TEXT PASSAGE:
LONDON.- Stephen Friedman Gallery
is presenting a solo exhibition of new, large-scale works by American artist Channing Hansen. Hansen's vibrant paintings comprise abstract, hand-knitted constructions stretched over wooden frames. Developing his longstanding interest in the crossover between craft, art, science and technology, this new body of textiles is the most technically complex the artist has made to date.
The exhibition takes the late work of Alan Turing, WWII code breaker and father of computer science, as its inspiration. Turing's theory of morphogenesis' hypothesised how patterns and structures such as stripes, spots and spirals can form spontaneously in nature through genetic abnormalities. Inspired by Turing's biological principle, the design of Hansen's paintings in the exhibition are produced by a unique computer algorithm that can generate potentially infinite combinations of colour, fibre and knit. The artist is unaware of how the finished work will look until it is complete as he relies purely on the algorithm to prompt changes in form.

ENTRIES SUPPLIED:
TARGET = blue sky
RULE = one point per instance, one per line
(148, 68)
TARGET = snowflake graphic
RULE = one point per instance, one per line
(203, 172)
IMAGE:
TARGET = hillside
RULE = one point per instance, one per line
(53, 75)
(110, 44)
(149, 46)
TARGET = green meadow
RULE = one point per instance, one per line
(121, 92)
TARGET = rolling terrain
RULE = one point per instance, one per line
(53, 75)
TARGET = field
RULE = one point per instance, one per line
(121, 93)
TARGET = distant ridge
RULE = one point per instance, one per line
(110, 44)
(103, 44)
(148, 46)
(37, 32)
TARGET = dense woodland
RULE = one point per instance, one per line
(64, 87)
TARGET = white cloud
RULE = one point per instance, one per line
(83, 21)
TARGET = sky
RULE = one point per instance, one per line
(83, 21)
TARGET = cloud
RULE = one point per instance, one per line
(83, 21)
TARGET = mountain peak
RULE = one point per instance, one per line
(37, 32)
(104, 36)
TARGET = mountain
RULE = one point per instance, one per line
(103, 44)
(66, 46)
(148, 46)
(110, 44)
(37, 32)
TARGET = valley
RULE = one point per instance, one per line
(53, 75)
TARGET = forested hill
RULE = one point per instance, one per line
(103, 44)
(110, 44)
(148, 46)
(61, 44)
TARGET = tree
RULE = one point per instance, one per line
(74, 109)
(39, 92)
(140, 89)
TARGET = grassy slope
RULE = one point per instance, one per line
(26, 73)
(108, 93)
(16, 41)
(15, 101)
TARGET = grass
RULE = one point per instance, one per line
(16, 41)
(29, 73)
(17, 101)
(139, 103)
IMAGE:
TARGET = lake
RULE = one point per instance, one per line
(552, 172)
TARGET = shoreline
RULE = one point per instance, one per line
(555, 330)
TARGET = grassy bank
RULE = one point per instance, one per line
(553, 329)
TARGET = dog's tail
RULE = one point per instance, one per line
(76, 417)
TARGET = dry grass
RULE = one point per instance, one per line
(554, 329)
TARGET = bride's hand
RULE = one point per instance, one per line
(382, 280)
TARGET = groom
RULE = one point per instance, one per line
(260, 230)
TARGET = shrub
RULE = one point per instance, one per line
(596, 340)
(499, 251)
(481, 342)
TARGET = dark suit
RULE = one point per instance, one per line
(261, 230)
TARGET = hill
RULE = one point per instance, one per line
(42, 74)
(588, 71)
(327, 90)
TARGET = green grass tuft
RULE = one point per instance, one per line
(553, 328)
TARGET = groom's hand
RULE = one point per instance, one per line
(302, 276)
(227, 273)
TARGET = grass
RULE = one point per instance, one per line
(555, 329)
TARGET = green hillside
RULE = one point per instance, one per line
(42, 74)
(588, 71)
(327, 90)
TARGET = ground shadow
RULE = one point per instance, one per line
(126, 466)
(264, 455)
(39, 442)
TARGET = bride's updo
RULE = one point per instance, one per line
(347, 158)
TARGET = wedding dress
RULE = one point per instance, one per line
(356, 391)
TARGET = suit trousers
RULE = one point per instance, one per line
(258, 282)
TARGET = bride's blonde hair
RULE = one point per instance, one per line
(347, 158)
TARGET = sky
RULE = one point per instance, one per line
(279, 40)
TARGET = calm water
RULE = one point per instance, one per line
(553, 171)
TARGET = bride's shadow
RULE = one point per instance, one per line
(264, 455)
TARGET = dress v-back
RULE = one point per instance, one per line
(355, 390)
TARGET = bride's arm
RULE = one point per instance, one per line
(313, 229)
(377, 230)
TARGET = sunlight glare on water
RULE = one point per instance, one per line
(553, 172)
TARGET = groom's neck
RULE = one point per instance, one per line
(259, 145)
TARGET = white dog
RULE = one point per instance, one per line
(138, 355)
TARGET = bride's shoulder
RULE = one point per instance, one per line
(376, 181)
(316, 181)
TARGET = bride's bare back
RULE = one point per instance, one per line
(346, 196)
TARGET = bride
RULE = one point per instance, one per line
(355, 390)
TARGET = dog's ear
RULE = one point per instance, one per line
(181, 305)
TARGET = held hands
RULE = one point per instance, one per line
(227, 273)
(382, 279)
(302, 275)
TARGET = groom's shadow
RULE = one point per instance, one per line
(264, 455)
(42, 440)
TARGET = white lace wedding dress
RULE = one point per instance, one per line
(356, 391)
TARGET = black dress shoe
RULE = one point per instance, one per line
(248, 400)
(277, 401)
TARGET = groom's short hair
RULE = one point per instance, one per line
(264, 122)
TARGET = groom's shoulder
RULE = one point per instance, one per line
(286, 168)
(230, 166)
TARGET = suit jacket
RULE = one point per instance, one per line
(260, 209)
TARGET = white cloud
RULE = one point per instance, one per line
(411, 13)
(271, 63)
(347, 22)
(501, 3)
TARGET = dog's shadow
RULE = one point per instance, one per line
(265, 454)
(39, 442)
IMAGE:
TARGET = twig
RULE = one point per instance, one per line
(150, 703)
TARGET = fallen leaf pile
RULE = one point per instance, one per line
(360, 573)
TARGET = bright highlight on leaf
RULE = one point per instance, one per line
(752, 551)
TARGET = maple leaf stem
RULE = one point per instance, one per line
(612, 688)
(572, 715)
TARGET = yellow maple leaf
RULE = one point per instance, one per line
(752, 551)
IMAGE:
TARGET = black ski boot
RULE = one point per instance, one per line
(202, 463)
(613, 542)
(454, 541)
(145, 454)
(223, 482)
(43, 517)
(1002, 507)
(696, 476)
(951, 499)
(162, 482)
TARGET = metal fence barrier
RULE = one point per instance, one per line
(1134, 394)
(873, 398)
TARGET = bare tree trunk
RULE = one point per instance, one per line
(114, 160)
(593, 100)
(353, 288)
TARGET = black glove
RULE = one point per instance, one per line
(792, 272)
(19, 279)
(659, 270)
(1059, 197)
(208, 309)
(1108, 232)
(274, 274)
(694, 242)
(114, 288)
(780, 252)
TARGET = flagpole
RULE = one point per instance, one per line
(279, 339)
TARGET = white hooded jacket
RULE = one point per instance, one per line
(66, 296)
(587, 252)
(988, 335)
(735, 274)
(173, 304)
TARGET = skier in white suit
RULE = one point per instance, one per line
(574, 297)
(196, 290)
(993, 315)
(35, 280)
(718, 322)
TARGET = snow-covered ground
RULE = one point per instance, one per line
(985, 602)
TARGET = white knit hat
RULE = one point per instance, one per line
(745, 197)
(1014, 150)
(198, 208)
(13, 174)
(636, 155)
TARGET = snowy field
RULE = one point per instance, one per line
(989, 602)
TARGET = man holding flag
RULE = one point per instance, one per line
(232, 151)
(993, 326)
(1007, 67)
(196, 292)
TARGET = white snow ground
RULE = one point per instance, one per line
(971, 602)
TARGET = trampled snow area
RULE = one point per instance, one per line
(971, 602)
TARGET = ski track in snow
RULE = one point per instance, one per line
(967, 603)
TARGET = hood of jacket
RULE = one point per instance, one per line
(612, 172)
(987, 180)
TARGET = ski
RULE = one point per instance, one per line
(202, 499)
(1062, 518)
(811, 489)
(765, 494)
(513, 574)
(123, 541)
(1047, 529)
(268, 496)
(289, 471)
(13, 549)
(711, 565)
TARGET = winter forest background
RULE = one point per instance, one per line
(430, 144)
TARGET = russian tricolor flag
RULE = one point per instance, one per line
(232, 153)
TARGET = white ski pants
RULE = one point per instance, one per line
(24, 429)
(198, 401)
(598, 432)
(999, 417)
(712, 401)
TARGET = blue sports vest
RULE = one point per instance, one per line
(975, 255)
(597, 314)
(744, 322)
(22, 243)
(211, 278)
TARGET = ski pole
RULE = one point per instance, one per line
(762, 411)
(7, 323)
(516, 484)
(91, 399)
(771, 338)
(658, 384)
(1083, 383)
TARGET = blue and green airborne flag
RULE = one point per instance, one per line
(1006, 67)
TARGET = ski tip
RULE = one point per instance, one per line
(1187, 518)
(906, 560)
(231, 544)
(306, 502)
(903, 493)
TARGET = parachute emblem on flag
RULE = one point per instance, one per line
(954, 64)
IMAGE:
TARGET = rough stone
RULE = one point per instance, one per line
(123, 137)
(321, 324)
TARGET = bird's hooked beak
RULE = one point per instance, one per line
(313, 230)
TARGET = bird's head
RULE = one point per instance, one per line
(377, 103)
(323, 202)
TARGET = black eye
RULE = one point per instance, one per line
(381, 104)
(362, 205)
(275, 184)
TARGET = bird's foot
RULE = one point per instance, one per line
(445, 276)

EXERCISE REQUIREMENTS:
1 – In the article about Channing Hansen's exhibition, whose late work served as the show's inspiration?
2 – Continue the article about Channing Hansen's exhibition from its final sentence.

YOUR RESPONSES:
1 – Alan Turing, the WWII code breaker and father of computer science.

2 –
M: Index' (2018), a composite work comprising 23 individually-stretched paintings, symbolically represents the number of chromosomes that make up the structure of human DNA. As the title suggests, this work performs an indexical function, representing the different variables used to inform the creation of each of the paintings in the exhibition. While the composition emphasises the formulaic way in which the works were conceived, it also accentuates the stark differences in form, texture and colour that distinguishes each painting.
The other works in the show demonstrate the breadth of diversity generated by Hansen's algorithm. Areas of dense, looped stitches within the works sit alongside open knots that reveal the wooden stretcher bars behind. Straddling the boundary between painting and sculpture, these works explore yarn's capacity to denote a line, plane or volume. Organic, amoeba-like forms intermingle with thin tendrils of yarn that dart across the surface of the textiles, interrupting solid blocks of vibrant colour. Reverberating with energy, Hansen generates a tension between chaos and order by containing these hallucinatory compositions within the confines of the picture plane.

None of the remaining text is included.